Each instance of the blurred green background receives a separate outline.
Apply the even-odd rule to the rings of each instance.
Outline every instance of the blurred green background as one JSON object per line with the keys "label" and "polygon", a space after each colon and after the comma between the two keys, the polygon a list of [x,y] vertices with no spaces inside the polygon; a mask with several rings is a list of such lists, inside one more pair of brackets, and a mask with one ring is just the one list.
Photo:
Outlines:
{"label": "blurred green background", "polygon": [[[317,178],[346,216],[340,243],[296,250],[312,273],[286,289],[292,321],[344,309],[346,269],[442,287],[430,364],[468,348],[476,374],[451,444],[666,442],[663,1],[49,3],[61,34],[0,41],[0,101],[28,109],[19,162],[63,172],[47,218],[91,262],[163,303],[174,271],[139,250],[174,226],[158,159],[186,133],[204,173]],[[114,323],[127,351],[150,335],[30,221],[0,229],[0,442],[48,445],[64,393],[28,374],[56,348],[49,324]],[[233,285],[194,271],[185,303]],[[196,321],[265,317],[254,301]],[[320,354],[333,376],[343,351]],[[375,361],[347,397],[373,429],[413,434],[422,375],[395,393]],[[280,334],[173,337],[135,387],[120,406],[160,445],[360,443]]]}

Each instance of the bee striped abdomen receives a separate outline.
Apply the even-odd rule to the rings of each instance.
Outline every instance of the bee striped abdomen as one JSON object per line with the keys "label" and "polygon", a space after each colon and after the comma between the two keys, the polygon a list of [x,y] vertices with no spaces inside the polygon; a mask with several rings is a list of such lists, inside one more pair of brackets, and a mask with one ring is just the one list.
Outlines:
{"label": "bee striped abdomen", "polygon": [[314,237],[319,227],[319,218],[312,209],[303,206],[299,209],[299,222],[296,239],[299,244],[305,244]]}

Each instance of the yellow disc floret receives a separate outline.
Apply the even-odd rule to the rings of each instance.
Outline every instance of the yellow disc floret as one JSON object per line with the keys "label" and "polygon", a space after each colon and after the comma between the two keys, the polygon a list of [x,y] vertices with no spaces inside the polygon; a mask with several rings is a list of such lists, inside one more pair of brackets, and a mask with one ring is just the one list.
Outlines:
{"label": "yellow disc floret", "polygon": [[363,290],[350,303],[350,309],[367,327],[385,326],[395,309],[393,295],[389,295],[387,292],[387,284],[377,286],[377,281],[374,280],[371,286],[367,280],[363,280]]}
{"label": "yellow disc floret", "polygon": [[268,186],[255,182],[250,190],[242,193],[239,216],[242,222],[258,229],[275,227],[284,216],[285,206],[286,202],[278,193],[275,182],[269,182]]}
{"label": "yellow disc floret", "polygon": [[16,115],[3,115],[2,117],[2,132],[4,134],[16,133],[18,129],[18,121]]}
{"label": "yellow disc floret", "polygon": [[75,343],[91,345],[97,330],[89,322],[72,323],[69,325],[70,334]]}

──────────

Instructions to follow >>
Reproduce all of the lines above, substituting "nonzero winding rule" for each occurrence of "even-odd rule" and changing nothing else.

Response to the task >>
Each instance of the blurred green background receives a separate outline.
Apply the nonzero winding rule to the rings of each instance.
Outline every instance of the blurred green background as one JSON object per line with the keys "label" and "polygon", a space after each colon and after the comma between the two keys, the polygon a list of [x,y] vertices with no spaces inside the polygon; a mask with several rings is a list of such lists, inside one more pair of brackets, and a mask with one ring is just the one list.
Photo:
Outlines:
{"label": "blurred green background", "polygon": [[[317,178],[346,216],[340,243],[296,250],[312,273],[286,289],[292,321],[344,309],[346,269],[442,287],[430,364],[468,348],[476,374],[451,444],[666,442],[663,1],[49,3],[61,34],[0,41],[0,101],[28,109],[19,162],[63,172],[47,218],[91,262],[163,303],[174,271],[139,250],[174,226],[158,159],[186,133],[204,173]],[[114,323],[127,351],[150,335],[30,221],[0,229],[0,442],[48,445],[64,393],[28,374],[56,348],[49,324]],[[233,285],[194,271],[185,303]],[[196,321],[265,317],[254,301]],[[320,354],[333,376],[343,351]],[[375,361],[347,397],[373,429],[413,434],[422,375],[395,393]],[[280,334],[173,337],[135,387],[120,406],[160,445],[360,443]]]}

Each instance of the bee striped abdomen receives a separate outline.
Apply the nonzero winding rule to the rings of each instance.
Outline every instance of the bee striped abdomen as one JSON object per line with the keys "label" and "polygon", a space after each colon and after the comma between the two keys, the polygon a list of [x,y] vertices with no spaces inside the polygon; a mask with several rings is a list of such lists, inside one more pair of brackets, and a mask with one ring is just the one list.
Outlines:
{"label": "bee striped abdomen", "polygon": [[314,237],[319,227],[319,218],[312,209],[303,206],[299,209],[299,222],[296,239],[299,244],[305,244]]}

Each instance of the yellow disc floret receives a separate outline.
Apply the nonzero winding rule to the rings of each instance.
Outline every instance of the yellow disc floret as one JSON object per line with the keys "label" and "polygon", a space after each colon and after the comma between the two keys, the polygon a list of [x,y] vertices with no spaces inside the polygon; a mask with several rings is a list of such lists, inside one more pair of brackets, and a mask with one ring is just the one list.
Outlines:
{"label": "yellow disc floret", "polygon": [[363,290],[350,303],[350,309],[367,327],[385,326],[395,309],[393,295],[389,295],[387,292],[387,284],[377,286],[377,281],[374,280],[371,286],[367,280],[363,280]]}
{"label": "yellow disc floret", "polygon": [[268,186],[255,182],[250,190],[242,193],[239,216],[242,222],[258,229],[275,227],[284,216],[285,206],[286,202],[278,193],[275,182],[269,182]]}
{"label": "yellow disc floret", "polygon": [[16,115],[3,115],[2,117],[2,132],[4,134],[16,133],[18,129],[18,121]]}
{"label": "yellow disc floret", "polygon": [[75,343],[91,345],[97,330],[89,322],[72,323],[69,325],[70,334]]}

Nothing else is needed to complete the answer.